• **To do**:
Each record below should be reproduced as it is written, with pictures left out entirely.

• **Given records**:
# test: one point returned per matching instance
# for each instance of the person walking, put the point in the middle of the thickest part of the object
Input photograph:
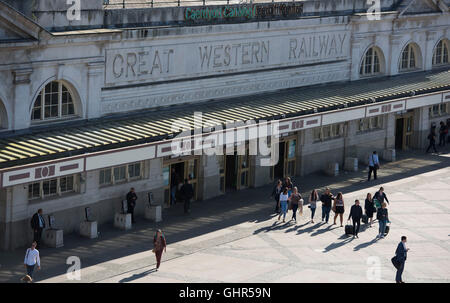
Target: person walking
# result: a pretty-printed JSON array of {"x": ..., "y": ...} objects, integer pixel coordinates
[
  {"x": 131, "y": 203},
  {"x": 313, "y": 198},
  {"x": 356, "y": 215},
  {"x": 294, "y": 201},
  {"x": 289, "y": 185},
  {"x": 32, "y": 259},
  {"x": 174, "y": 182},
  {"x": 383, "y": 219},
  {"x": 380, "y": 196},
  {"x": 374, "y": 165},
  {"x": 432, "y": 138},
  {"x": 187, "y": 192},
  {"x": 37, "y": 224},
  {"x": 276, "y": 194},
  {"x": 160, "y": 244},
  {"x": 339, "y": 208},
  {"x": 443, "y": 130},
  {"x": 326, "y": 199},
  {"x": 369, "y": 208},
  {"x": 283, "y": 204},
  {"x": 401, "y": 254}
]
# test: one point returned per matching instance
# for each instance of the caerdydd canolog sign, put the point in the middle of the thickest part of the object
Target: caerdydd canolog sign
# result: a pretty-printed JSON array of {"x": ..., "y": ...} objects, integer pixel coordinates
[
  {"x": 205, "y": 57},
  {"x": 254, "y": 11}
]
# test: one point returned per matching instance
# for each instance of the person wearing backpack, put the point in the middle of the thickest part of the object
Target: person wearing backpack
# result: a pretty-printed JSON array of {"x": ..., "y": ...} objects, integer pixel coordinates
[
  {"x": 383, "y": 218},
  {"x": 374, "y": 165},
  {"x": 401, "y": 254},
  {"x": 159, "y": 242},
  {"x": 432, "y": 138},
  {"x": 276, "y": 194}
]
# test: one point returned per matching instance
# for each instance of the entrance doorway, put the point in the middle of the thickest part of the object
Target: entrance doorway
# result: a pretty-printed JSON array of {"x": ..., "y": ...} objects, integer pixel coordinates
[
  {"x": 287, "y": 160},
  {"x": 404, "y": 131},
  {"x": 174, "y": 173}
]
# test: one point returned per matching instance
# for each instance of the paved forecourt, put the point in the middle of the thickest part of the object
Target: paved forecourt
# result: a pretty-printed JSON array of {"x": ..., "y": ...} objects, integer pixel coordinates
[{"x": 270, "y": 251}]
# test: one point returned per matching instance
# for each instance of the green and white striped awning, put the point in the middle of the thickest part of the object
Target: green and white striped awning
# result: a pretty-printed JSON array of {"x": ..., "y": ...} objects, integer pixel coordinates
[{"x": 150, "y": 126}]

• **Response to this task**:
# test: one point returned per matching instance
# for each instance of the person walking, put the point in the middle of the thickest part of the object
Input photograph:
Target: person walking
# result: a pretty-printed JSON array of {"x": ..., "y": ...} objects, integer pixel coordinates
[
  {"x": 131, "y": 203},
  {"x": 313, "y": 198},
  {"x": 356, "y": 215},
  {"x": 294, "y": 201},
  {"x": 289, "y": 185},
  {"x": 32, "y": 259},
  {"x": 174, "y": 182},
  {"x": 383, "y": 219},
  {"x": 380, "y": 196},
  {"x": 374, "y": 165},
  {"x": 432, "y": 138},
  {"x": 187, "y": 192},
  {"x": 37, "y": 224},
  {"x": 276, "y": 194},
  {"x": 160, "y": 244},
  {"x": 339, "y": 208},
  {"x": 443, "y": 130},
  {"x": 326, "y": 199},
  {"x": 369, "y": 208},
  {"x": 283, "y": 204},
  {"x": 401, "y": 254}
]
# test: one point returned per matching instance
# for each instance of the caerdydd canolog sign, put the point in the middle of the thickest part of the object
Target: caerdydd canolog sign
# result: a pretty-printed JSON array of {"x": ..., "y": ...} objects, integer pixel coordinates
[
  {"x": 205, "y": 57},
  {"x": 254, "y": 11}
]
# test: one point returned per matching instance
# for each instance of the person wearing backpack, put the point in the middle of the thickest part of the object
Target: person wearing backpack
# result: a pretty-printed JSON array of {"x": ..., "y": ...} objects, integer pixel coordinates
[
  {"x": 383, "y": 218},
  {"x": 374, "y": 165},
  {"x": 401, "y": 254},
  {"x": 159, "y": 242},
  {"x": 432, "y": 138},
  {"x": 276, "y": 194}
]
# test: one point returned per matching instance
# for each instance of the entrance doorway, put the point in the middle of the thickest part of the object
Target: entrance doorway
# result: a pretty-printed JSON array of {"x": ..., "y": ...} objects, integer pixel coordinates
[
  {"x": 287, "y": 160},
  {"x": 404, "y": 131},
  {"x": 174, "y": 173}
]
# test: one point returned per matching instance
# for each instance of the paved forecourt, put the point in the middle of the thickest part of the object
Target: paved forecourt
# result: a pretty-printed JSON array of {"x": ..., "y": ...} objects, integer pixel coordinates
[{"x": 270, "y": 251}]
# test: one point returned per matching instance
# for each instance of the green and white striped awning, put the point in the middle of the thickest part of the object
Target: green and white striped awning
# result: a pretty-printed JSON array of {"x": ..., "y": ...} objects, integer pixel coordinates
[{"x": 150, "y": 126}]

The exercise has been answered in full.